--- RECORDED INFORMATION ---
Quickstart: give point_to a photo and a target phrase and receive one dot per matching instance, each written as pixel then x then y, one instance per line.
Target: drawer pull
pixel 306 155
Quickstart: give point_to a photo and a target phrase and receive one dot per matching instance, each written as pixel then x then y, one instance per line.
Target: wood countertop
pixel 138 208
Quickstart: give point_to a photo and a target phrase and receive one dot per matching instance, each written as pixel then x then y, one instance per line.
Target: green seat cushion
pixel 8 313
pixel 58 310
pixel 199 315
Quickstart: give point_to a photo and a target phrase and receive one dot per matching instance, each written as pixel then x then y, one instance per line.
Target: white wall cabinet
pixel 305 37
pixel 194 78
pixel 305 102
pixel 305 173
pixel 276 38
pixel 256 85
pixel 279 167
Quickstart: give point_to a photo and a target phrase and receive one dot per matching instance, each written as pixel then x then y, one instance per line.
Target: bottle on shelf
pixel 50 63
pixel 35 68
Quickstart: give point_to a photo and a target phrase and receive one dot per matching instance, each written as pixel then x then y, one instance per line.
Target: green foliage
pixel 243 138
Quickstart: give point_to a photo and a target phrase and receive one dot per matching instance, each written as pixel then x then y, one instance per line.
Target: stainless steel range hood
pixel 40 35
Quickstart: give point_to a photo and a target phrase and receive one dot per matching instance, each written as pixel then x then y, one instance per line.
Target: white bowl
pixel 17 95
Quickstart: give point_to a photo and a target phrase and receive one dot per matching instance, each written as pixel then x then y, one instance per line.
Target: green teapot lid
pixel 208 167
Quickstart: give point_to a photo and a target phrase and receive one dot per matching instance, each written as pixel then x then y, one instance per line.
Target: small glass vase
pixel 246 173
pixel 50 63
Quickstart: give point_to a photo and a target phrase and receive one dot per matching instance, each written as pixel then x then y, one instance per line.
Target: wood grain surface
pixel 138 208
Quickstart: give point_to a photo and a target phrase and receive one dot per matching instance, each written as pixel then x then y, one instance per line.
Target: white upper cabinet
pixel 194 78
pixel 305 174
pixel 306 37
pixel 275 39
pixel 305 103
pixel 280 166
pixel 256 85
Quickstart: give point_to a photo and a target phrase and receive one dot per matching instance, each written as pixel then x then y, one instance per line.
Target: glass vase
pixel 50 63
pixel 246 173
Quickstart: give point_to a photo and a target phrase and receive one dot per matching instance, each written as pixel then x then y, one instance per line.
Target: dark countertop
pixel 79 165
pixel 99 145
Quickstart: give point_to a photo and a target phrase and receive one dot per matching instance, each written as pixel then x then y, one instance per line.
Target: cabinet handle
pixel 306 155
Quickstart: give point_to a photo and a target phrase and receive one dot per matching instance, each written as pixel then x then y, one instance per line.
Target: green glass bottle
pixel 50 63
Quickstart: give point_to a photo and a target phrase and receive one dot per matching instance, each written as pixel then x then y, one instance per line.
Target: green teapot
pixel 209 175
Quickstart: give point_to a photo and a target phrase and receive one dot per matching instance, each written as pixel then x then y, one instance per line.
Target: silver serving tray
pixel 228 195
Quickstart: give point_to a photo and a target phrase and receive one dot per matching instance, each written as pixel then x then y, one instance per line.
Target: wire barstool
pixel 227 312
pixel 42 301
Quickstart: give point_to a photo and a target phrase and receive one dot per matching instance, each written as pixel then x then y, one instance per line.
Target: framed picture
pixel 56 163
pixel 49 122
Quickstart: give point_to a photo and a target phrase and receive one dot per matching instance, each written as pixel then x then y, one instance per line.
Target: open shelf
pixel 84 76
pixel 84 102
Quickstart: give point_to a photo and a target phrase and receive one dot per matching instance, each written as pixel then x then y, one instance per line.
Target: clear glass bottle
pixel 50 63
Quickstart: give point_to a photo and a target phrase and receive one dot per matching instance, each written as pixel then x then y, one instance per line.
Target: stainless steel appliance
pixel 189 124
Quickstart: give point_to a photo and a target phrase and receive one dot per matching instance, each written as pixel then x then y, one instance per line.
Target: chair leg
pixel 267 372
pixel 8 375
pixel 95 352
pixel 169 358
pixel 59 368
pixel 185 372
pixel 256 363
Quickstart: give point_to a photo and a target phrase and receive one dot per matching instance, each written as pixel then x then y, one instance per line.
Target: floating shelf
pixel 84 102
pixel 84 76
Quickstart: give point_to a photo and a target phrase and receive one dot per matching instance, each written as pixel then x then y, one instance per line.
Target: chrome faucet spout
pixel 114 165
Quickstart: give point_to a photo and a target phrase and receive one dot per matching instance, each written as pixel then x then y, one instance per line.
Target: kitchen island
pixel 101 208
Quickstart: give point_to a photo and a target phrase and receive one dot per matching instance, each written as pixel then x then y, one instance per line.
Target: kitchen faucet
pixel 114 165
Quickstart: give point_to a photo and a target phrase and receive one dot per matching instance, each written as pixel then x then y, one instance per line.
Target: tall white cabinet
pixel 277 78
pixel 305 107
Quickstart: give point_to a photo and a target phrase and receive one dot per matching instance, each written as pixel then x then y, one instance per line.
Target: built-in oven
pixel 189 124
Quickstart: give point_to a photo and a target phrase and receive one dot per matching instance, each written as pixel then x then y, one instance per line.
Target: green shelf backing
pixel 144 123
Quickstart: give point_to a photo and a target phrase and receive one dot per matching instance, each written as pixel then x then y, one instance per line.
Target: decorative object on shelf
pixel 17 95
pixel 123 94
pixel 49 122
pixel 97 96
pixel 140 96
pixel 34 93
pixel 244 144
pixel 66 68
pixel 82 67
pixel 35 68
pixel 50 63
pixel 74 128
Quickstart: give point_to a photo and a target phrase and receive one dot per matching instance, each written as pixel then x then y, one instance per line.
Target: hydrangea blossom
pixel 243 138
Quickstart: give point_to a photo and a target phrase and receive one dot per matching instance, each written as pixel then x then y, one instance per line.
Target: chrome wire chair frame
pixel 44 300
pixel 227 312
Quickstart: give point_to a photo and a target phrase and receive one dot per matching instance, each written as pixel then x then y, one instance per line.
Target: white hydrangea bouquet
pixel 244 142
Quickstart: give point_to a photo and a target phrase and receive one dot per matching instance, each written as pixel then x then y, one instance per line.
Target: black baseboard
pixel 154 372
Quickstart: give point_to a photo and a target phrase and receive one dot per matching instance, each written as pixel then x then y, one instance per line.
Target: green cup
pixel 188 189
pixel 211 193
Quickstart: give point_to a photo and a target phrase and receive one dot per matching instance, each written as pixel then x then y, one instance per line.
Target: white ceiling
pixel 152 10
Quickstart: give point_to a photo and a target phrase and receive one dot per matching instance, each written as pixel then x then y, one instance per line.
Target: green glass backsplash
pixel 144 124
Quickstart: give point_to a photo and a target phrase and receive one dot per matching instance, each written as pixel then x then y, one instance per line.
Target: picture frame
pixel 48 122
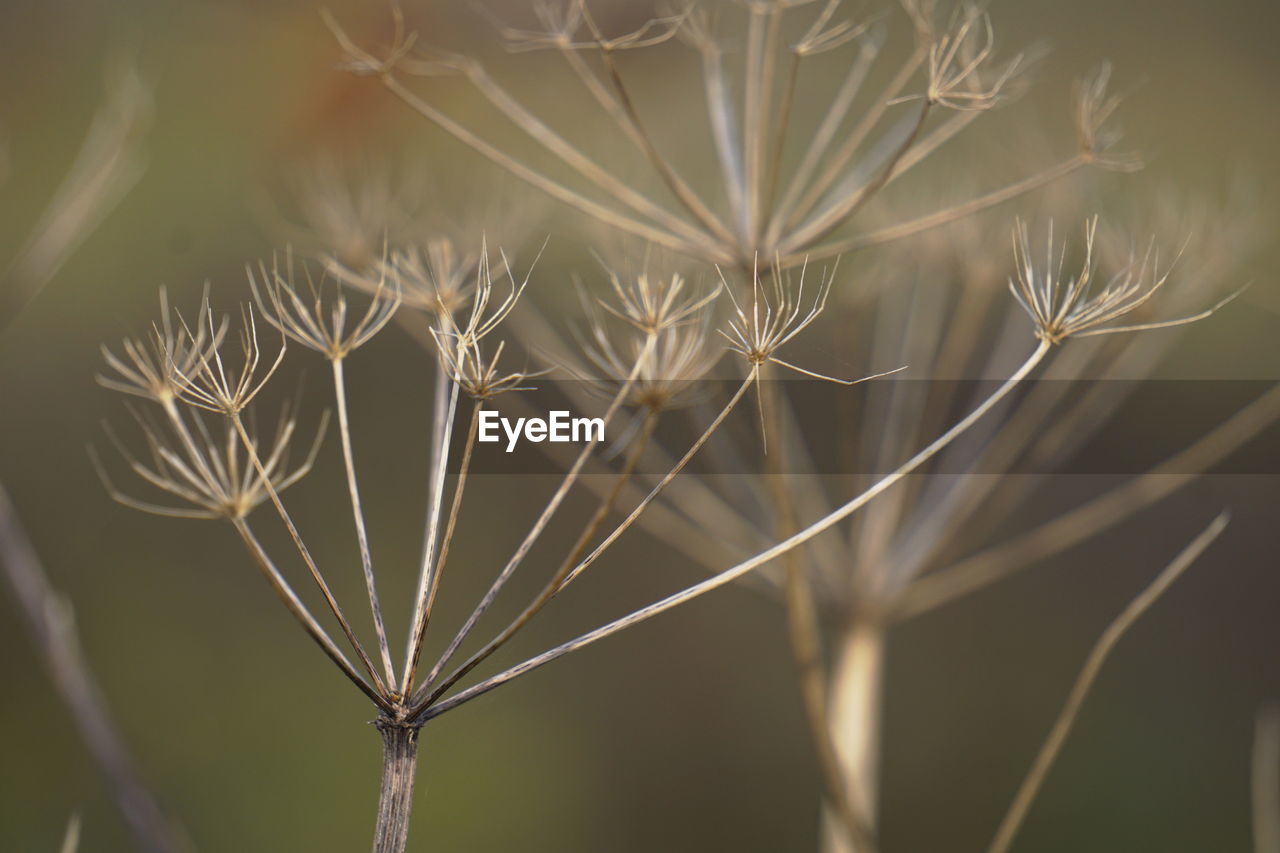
---
No picture belongs in the copy. Print every entry above exactly as it stands.

Quickstart: give point_to a photo and a target phrase and receive one dot per matching instance, each written as pixel then x then y, one instance per line.
Target: drawer pull
pixel 306 155
Quickstart: give point_to a photo and a target phrase and receive one dot per matching instance, each written as pixel then x then y, one instance per line.
Target: wood countertop
pixel 138 208
Quickstart: give point_to a photo and a target phrase and receive one dot per matching instance, each written as pixel then x then y, one instance per line.
Target: green seat cushion
pixel 8 313
pixel 58 310
pixel 199 315
Quickstart: give point_to a photo and a target phrase and receive one dot per matching instance, each written as pixel then x then y, one instance per line.
Target: white wall cabinet
pixel 305 37
pixel 194 78
pixel 305 102
pixel 305 173
pixel 276 38
pixel 256 85
pixel 279 167
Quickstart: give point_to a photo and a target phrase and receive one dot per matching instance, each written as pixel then x then y, one instance per line.
Target: bottle on shelf
pixel 50 63
pixel 35 68
Quickstart: give point_to a photo and a target phrase and receive one dot per matching instance, each written as pixel then x then y, one instance per line.
Target: green foliage
pixel 243 138
Quickstart: give point_to a photo and a target phrase and receive one dot per matching instance, each written as pixel then x then y, one instance per line.
Target: stainless steel range hood
pixel 40 35
Quickstart: give point_to a photo and a target phrase and receive one dot per matching instance, each written as pixel then x then y, one instance per line.
Target: white bowl
pixel 17 95
Quickstart: give point_to a photo and a target phrase and receive one dot per matching instance, each written as pixel then x then y, one instance per line.
Target: green teapot lid
pixel 208 167
Quickstart: give point_to a photo and a target phrase and receive one dot per matching instance, each written as pixel then x then y, one instance per line.
Target: small glass vase
pixel 246 173
pixel 50 63
Quickstart: give point_to a photo and a target phrase and receive one dot per matching instance, each written as pixel then x then y, one instance per line.
Target: wood grain surface
pixel 138 208
Quickstart: give point_to a photo and a target phrase and receive one dot per matching instance, each written as pixel then x then y, one instance per line.
Target: white upper cabinet
pixel 194 78
pixel 305 174
pixel 306 37
pixel 275 39
pixel 305 103
pixel 280 166
pixel 256 85
Quickstart: give point_to a photo and a target phrase and receive one dot per matching instance, each written as pixel then x then y, one instance per line.
Target: glass vase
pixel 50 63
pixel 246 173
Quickstart: give point_to a photo and a target phrase and receive one dot per matching instance, each written as pixel then x then y, one instance per line.
Target: dark countertop
pixel 79 165
pixel 99 145
Quickstart: give point_to a photo and a target phrase and receive one dot per matching instance, each written as pixel then x then y, one instance per line.
Target: cabinet handle
pixel 306 155
Quickstart: give point_to a photo and a target phrase and receive one dot per matching instance, each written as pixel then x then y, one instance per line.
Target: green glass bottle
pixel 50 63
Quickstart: give point_to a photo and a target phrase and receive one dot per matching instance, each written as pixel then x then y, one instance per line.
Target: green teapot
pixel 209 175
Quickstart: give point_to a photo and a target phrase and receive one dot per matching instance, each written as pixel then x then y, one instance per line.
Target: silver serving tray
pixel 228 195
Quickstart: give point_to a photo and a target phrase and receive one dot per matching instance, each written as pixel then x then y, one instance per line.
Target: wire barstool
pixel 227 312
pixel 42 301
Quickstart: give point_to a photo and a target phrase and receive one dot per matching instance, each written as pixel then x then y, one instance per line.
Target: framed picture
pixel 56 163
pixel 49 122
Quickstart: give point_to a photo and a target phrase and receive one dot per matching instance, each written as pixel then x then y, one instance per line.
Target: open shelf
pixel 84 76
pixel 84 102
Quickstart: give point_to a photo and a target phrase and receive one dot per matching instance, each written as pixel then x then y, one instance per line.
Target: clear glass bottle
pixel 50 63
Quickstart: give point_to a photo and a target phrase and receive one dot per matching instance, each written as pixel then x then y, one instance per line.
Target: stainless steel appliance
pixel 189 124
Quickstart: give point_to a photo and a target phrase and receive one dot per matching instance, each written as pixel then x then y, one instance per line.
Target: chair leg
pixel 267 372
pixel 8 375
pixel 95 352
pixel 169 358
pixel 59 368
pixel 185 372
pixel 256 363
Quickstart: give point_to a photo and a target phrase and receive one dot per matching instance, each written as pixel then x then y, one instance per line.
Target: floating shelf
pixel 84 102
pixel 84 76
Quickstart: give point_to a photo and a target phrase and receive one dot per matching instance, each written as pixel then x then y, one instance per line.
Target: chrome faucet spout
pixel 114 165
Quickstart: give point_to a photo and a target phrase and receive one dot per matching instance, each written as pixel then x then y, one instance per line.
Target: kitchen island
pixel 101 208
Quickstart: give point_to a photo and a target phrase and receive one dot per matching instance, each written as pixel then x then y, one instance per line.
Target: kitchen faucet
pixel 114 165
Quickstart: give point_to a photo and a target phrase and receive one dot per matching instance, each written as pixel then x then y, one instance per line.
Target: tall white cabinet
pixel 277 78
pixel 305 107
Quickstart: give point_to a photo and a target phrase and receive one dot per matching instance, each written as pixel then x then y, one instance per line.
Target: built-in oven
pixel 189 124
Quickstart: give point_to a photo and a target phrase and receive one dot per matching instance, each written as pixel then x then y, one instance per line.
Target: green shelf backing
pixel 144 123
Quickstart: give point_to a photo and a target phrase and receive one dot per matching instance, each written as pixel then x then y, one instance per line.
Target: decorative object on shelf
pixel 17 95
pixel 123 94
pixel 49 122
pixel 97 96
pixel 140 96
pixel 34 93
pixel 244 144
pixel 66 68
pixel 82 67
pixel 35 68
pixel 50 63
pixel 74 128
Quickstart: give point_to a photo and a target phrase and receive one dot per matching instance, each written as pixel then x then y, one instance per line.
Target: hydrangea blossom
pixel 243 138
Quickstart: give point_to a photo and a target phrase and receive one dot per matching instance, each written as pixel then x then y, one instance per line.
Target: chrome wire chair frame
pixel 44 300
pixel 227 312
Quickstart: give point_to a photo and a target phrase and receive one dot per matching instance, each written as pixel then x then y, one instance per line.
Target: white hydrangea bouquet
pixel 244 142
Quickstart: give point_to a photo and a target phrase and receive one dot per matching instance, each written as pixel then x then y, one instance per line.
Target: black baseboard
pixel 154 372
Quickstart: give point_to a photo and a target phrase and receive one dot per matching instance, each written as pixel then x then y, one instance per line.
Target: green cup
pixel 188 189
pixel 211 193
Quickstart: give point_to a photo and a target phrase and receive one dot per matching instance, each written as pixel then x then y, one instance per line.
Target: white ceiling
pixel 152 10
Quickstart: give point_to a photo and a target phrase and receive one dot per matching instance, each written as pixel then x then y, one instance per line.
Target: green glass backsplash
pixel 144 124
Quickstart: give point_to a photo and a target phrase and receive one dot per matching instance, each written as pixel then x then y, one instance per line.
Target: picture frame
pixel 48 122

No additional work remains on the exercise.